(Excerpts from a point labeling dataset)
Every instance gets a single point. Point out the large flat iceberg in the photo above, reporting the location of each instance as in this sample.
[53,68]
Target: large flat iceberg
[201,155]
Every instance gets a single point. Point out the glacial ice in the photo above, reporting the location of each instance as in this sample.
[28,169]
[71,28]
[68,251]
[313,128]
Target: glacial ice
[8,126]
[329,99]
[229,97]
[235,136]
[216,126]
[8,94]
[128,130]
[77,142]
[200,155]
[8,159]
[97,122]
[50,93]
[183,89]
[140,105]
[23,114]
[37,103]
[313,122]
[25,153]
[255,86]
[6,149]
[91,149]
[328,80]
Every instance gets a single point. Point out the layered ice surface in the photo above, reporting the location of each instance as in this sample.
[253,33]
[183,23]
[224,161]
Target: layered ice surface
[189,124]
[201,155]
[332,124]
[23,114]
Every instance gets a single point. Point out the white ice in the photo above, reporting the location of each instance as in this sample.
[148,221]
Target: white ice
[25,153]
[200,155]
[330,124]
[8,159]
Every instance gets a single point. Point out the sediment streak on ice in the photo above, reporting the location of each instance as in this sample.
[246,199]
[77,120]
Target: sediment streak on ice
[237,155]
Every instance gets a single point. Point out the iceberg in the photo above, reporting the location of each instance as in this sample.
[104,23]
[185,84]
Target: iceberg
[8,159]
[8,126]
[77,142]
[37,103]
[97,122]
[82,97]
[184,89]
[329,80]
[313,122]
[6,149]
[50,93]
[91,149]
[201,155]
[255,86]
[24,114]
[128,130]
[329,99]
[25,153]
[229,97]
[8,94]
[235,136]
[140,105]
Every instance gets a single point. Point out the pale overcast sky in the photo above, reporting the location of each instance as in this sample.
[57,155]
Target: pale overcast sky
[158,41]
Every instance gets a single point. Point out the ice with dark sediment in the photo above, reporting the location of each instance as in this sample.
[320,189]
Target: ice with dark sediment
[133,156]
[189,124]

GIVEN EXERCISE:
Rescale the material from the line containing "Every instance gets a single point. Point out the ice with" through the end of the material, and rewrite every line in that span, requests included. Multiply each answer point coordinate by 1.1 and round it to a whole number, rounding halves up, but leave the requests and their sample coordinates unchanged.

WORKED SOLUTION:
Every instance gets a single point. Point out the ice with dark sediment in the photo above, reporting the location of each instance as in this sample.
[320,189]
Target: ice with dark sediment
[146,172]
[208,136]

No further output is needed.